/---
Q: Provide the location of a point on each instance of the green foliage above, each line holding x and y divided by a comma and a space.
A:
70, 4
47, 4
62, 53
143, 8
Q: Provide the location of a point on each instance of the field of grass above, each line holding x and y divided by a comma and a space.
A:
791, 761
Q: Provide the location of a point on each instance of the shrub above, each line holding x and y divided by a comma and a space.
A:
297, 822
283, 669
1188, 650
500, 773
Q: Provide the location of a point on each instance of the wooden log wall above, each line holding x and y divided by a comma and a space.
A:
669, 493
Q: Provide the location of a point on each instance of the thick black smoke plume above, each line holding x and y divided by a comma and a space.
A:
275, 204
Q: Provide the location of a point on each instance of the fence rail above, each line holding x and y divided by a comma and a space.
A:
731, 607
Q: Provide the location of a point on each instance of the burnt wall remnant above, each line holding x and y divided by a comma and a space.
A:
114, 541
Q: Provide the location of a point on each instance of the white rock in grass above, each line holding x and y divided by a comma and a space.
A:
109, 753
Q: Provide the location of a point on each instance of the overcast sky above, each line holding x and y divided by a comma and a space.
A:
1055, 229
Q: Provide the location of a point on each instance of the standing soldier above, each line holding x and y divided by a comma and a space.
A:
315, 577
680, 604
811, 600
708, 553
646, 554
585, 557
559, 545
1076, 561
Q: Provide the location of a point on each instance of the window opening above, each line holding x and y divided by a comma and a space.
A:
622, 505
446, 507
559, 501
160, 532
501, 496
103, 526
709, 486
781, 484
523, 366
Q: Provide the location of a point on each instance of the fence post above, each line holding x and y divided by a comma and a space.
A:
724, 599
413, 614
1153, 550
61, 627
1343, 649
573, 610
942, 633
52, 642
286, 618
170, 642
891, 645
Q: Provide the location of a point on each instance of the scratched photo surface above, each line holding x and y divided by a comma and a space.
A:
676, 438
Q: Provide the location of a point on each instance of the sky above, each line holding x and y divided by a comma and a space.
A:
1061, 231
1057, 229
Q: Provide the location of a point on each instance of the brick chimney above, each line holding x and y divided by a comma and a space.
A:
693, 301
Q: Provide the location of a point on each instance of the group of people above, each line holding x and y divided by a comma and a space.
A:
\---
## INSTRUCTIONS TO FOLLOW
Retype every entry exactly as it stands.

## RESULT FOR THIS EXERCISE
Q: Provide the location of a point on each instance of the green foliage above, each line holding x and y divided by a comma and a space.
A:
70, 4
47, 4
62, 53
143, 8
Q: Provide the location of a point on each instance of the field of grass above, each line holding x and y divided by a comma and a space.
A:
791, 761
Q: Provide the location of a point on each instance of the shrub above, each line holding x and y divided by a comma and a space.
A:
297, 822
283, 669
1188, 650
500, 773
Q: Provide the location of a point on each instance of the wooden log wall above, each line holding x and y divided by a comma and a space.
A:
669, 493
Q: Provide the location of a point on each instance of the thick black smoke plume above, each line holding x and y divided by a comma and a space.
A:
275, 204
Q: Provide the location of a point on each instance of the fence rail above, each line holding x and y divided by a comma and a space.
A:
731, 607
Q: Provide the location of a point on each instance of the burnt wall remnant above, each line holding x and y divided by a comma and a space.
A:
114, 541
Q: Provide the location of a point on each instance of the white rock in grass above, each line holding x and y divided by a comma and a space.
A:
109, 753
Q: Provide the location of a point on each instance of the overcast sky above, each line holding x and y divided by a comma and a space.
A:
1055, 229
Q: Provide the location of a point on each instance of the standing soldier above, each line holding x and y divided by a comma and a space.
A:
315, 577
680, 604
811, 600
708, 553
646, 554
585, 557
559, 545
1076, 561
Q: Provide the location of a point on each instance of the window opening above, each line holding x and y divided by a comma and a space.
A:
622, 505
446, 507
559, 501
160, 532
501, 496
103, 526
709, 486
781, 484
523, 366
Q: Provide the location of a point on each instance of the fence post above, each line holding x and y divided by a comma and a space.
A:
724, 599
413, 614
1153, 550
61, 627
1343, 649
573, 610
942, 633
52, 642
286, 618
170, 642
891, 645
Q: Provide the location of a point on each instance of the scratched photo surface above, each line holding x and y divided by a comma and a space.
A:
676, 438
Q: Provide the location of a point on each instance of the sky above, each line holding x and y divided by a comma and a space.
A:
1061, 231
1057, 229
Q: Provide the location of a point on each instance of the brick chimney above, each line holding x and y divided by a comma and a space.
A:
693, 301
Q: Provide the location of a point on each instance of the group of people above, each line holding x and y divided by a comma and a space.
A:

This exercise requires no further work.